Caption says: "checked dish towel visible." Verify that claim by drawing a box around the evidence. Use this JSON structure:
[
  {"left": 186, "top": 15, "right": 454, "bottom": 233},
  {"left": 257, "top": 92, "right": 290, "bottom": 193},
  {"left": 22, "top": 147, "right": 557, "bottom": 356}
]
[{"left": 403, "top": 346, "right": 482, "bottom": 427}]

=======

- **GIVEN TASK**: Shift every coordinate in the answers to the records above by adding 56 to each number, then reproduce all the lines in full, keeping the requests unchanged.

- **RESULT OF THIS EXERCISE**:
Caption says: "checked dish towel visible." Verify that claim by drawing a box around the evidence. Use this JSON structure:
[
  {"left": 186, "top": 15, "right": 454, "bottom": 233},
  {"left": 257, "top": 92, "right": 290, "bottom": 193},
  {"left": 22, "top": 147, "right": 557, "bottom": 356}
]
[{"left": 459, "top": 402, "right": 538, "bottom": 483}]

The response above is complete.